>> BEGIN Record list
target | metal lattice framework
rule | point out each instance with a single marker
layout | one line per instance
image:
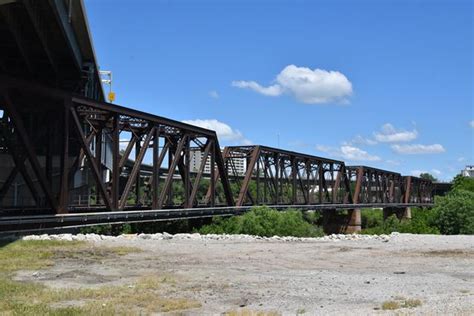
(373, 185)
(70, 144)
(279, 177)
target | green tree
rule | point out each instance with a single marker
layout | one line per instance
(454, 213)
(463, 183)
(427, 176)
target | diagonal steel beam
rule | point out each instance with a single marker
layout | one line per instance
(248, 176)
(136, 169)
(15, 29)
(171, 169)
(36, 19)
(11, 111)
(200, 172)
(128, 150)
(90, 158)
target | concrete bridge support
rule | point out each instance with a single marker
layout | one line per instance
(354, 223)
(401, 213)
(337, 222)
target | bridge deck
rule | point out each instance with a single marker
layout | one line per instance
(12, 224)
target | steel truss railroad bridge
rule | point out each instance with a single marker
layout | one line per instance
(68, 159)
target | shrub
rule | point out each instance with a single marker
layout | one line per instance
(455, 212)
(422, 222)
(463, 183)
(263, 221)
(371, 218)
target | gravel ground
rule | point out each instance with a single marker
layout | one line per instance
(337, 274)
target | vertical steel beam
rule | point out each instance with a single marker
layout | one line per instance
(64, 186)
(200, 172)
(156, 169)
(171, 168)
(90, 158)
(213, 180)
(11, 111)
(134, 174)
(115, 162)
(248, 176)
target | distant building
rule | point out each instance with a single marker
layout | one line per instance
(468, 171)
(196, 158)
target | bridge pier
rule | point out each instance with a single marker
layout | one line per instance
(335, 223)
(354, 223)
(401, 213)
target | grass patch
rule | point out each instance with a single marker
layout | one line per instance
(40, 254)
(24, 298)
(400, 302)
(263, 221)
(248, 312)
(390, 305)
(136, 299)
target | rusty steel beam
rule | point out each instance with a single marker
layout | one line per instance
(90, 158)
(135, 170)
(280, 172)
(27, 145)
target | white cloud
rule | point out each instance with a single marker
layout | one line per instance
(418, 149)
(416, 173)
(306, 85)
(389, 134)
(436, 171)
(433, 172)
(213, 94)
(347, 152)
(272, 91)
(224, 131)
(359, 140)
(393, 162)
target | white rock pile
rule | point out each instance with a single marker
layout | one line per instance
(166, 236)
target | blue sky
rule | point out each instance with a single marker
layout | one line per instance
(382, 83)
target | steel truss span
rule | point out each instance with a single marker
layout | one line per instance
(63, 156)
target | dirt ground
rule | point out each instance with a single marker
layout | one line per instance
(344, 277)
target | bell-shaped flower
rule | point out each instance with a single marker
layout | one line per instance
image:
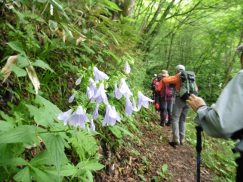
(124, 89)
(100, 95)
(127, 68)
(91, 89)
(96, 112)
(129, 106)
(134, 105)
(51, 9)
(111, 116)
(143, 101)
(117, 92)
(92, 125)
(99, 75)
(78, 81)
(64, 116)
(71, 98)
(78, 118)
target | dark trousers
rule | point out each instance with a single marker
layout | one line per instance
(239, 169)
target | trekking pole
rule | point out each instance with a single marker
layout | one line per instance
(198, 149)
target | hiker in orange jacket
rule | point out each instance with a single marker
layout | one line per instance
(179, 111)
(166, 100)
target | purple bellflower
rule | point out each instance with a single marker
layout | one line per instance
(117, 92)
(64, 116)
(78, 81)
(127, 68)
(143, 100)
(134, 105)
(129, 106)
(78, 118)
(100, 95)
(124, 89)
(91, 89)
(96, 112)
(71, 98)
(92, 125)
(99, 75)
(111, 116)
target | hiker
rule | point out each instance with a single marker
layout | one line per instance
(166, 100)
(155, 94)
(225, 118)
(180, 107)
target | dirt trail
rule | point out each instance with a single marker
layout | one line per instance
(143, 161)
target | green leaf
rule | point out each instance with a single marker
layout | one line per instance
(18, 71)
(116, 131)
(16, 46)
(66, 170)
(41, 175)
(23, 175)
(20, 134)
(46, 113)
(91, 165)
(42, 64)
(14, 162)
(5, 126)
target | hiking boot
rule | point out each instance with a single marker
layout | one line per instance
(173, 144)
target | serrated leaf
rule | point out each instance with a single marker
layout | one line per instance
(16, 46)
(20, 134)
(42, 64)
(23, 175)
(18, 71)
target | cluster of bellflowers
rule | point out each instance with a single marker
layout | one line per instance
(96, 93)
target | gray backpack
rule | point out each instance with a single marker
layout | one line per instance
(188, 84)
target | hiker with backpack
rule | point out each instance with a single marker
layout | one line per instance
(166, 100)
(155, 94)
(185, 85)
(224, 119)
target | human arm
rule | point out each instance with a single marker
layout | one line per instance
(207, 117)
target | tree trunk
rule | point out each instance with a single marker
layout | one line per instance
(151, 23)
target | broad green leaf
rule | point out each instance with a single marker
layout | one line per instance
(40, 115)
(91, 165)
(85, 144)
(41, 175)
(18, 71)
(46, 113)
(23, 175)
(55, 147)
(21, 134)
(5, 126)
(13, 162)
(66, 170)
(42, 64)
(16, 46)
(23, 61)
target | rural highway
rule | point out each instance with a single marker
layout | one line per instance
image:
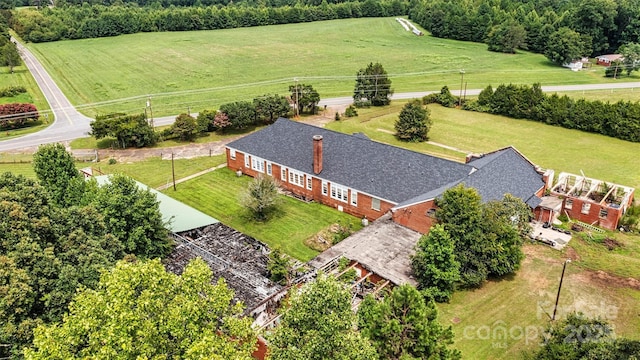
(70, 124)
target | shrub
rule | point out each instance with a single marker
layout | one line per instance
(351, 111)
(11, 91)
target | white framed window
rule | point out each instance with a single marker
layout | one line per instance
(339, 192)
(375, 204)
(603, 213)
(296, 178)
(568, 204)
(257, 164)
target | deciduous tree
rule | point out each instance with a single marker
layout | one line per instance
(305, 97)
(270, 107)
(261, 197)
(405, 326)
(434, 264)
(373, 86)
(57, 172)
(414, 123)
(138, 310)
(132, 215)
(317, 323)
(240, 114)
(129, 130)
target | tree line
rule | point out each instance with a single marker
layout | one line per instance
(58, 233)
(620, 120)
(92, 21)
(593, 27)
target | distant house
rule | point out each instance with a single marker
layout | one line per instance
(606, 60)
(368, 179)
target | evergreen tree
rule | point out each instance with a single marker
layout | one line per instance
(413, 123)
(373, 86)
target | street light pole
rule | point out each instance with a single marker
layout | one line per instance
(555, 308)
(461, 82)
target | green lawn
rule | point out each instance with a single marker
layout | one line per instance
(153, 172)
(522, 304)
(22, 77)
(203, 69)
(217, 194)
(552, 147)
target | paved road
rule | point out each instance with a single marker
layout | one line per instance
(69, 124)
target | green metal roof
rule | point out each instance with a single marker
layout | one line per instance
(181, 217)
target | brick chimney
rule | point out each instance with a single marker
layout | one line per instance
(317, 154)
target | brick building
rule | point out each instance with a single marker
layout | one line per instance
(366, 178)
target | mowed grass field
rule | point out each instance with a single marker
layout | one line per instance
(550, 147)
(218, 194)
(203, 69)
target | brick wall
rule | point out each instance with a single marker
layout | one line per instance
(591, 213)
(364, 204)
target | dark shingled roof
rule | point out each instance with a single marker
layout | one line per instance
(505, 171)
(398, 175)
(381, 170)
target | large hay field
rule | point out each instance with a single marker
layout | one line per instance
(202, 69)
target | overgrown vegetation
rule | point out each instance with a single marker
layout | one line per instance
(57, 235)
(139, 310)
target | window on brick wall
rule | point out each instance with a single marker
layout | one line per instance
(339, 192)
(375, 204)
(257, 164)
(603, 213)
(568, 204)
(296, 178)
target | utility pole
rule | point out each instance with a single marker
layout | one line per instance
(296, 94)
(564, 266)
(173, 173)
(461, 82)
(150, 111)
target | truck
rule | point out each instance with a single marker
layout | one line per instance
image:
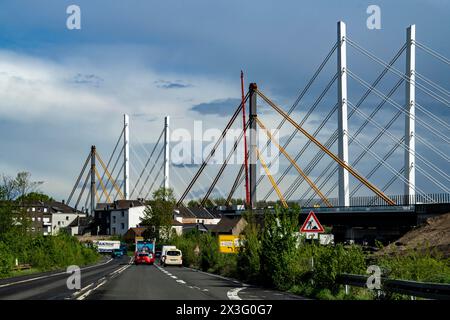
(164, 252)
(144, 252)
(106, 246)
(145, 246)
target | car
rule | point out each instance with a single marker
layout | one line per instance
(173, 257)
(144, 258)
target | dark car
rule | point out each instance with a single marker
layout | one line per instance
(144, 258)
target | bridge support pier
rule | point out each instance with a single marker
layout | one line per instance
(126, 156)
(93, 187)
(166, 152)
(410, 101)
(344, 189)
(253, 145)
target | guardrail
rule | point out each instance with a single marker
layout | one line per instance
(22, 267)
(412, 288)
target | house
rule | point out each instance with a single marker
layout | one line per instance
(133, 233)
(117, 217)
(186, 215)
(80, 226)
(229, 224)
(48, 218)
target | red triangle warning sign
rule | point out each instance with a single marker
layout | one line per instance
(312, 224)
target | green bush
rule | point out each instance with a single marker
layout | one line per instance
(6, 260)
(44, 253)
(331, 261)
(248, 258)
(279, 246)
(424, 266)
(187, 244)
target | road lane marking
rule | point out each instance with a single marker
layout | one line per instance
(233, 293)
(83, 296)
(102, 281)
(49, 276)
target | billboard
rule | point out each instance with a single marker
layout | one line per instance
(229, 243)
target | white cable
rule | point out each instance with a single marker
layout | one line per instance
(400, 74)
(389, 167)
(433, 53)
(398, 106)
(403, 146)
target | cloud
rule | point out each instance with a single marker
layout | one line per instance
(221, 107)
(171, 84)
(88, 79)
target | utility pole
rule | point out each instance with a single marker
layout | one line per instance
(252, 151)
(410, 103)
(344, 189)
(126, 159)
(93, 191)
(166, 152)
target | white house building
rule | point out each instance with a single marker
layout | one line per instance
(116, 218)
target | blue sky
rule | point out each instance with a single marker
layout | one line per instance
(62, 91)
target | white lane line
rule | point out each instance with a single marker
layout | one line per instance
(49, 276)
(83, 296)
(233, 293)
(220, 277)
(102, 281)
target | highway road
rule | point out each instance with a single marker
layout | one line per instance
(118, 279)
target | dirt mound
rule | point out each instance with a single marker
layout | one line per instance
(434, 234)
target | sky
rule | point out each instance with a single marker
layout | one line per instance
(63, 90)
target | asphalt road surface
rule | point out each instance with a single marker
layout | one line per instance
(118, 279)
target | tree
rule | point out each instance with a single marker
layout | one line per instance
(279, 246)
(35, 196)
(7, 188)
(24, 185)
(18, 187)
(158, 215)
(248, 262)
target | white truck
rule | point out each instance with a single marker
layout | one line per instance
(106, 246)
(164, 252)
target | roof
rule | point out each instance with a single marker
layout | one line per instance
(53, 206)
(79, 221)
(199, 226)
(199, 213)
(120, 205)
(138, 230)
(226, 224)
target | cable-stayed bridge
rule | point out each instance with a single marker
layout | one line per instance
(408, 117)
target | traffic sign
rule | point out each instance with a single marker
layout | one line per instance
(312, 235)
(312, 224)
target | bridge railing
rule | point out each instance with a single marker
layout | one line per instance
(372, 201)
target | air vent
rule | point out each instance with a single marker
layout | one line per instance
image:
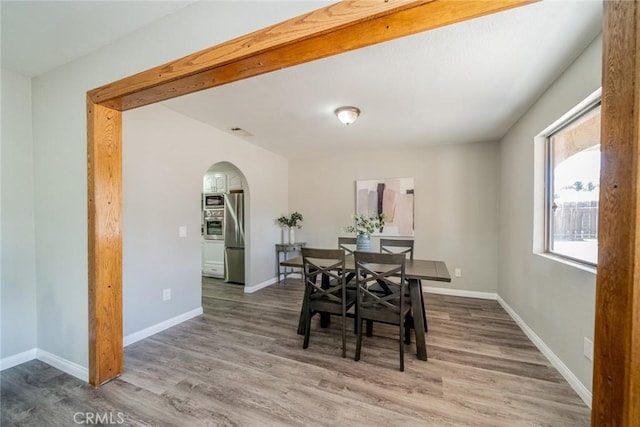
>> END Record list
__Work to do__: How many lines in the records above contain the string "highway"? Reply with the number alone.

__Answer to this task__: 2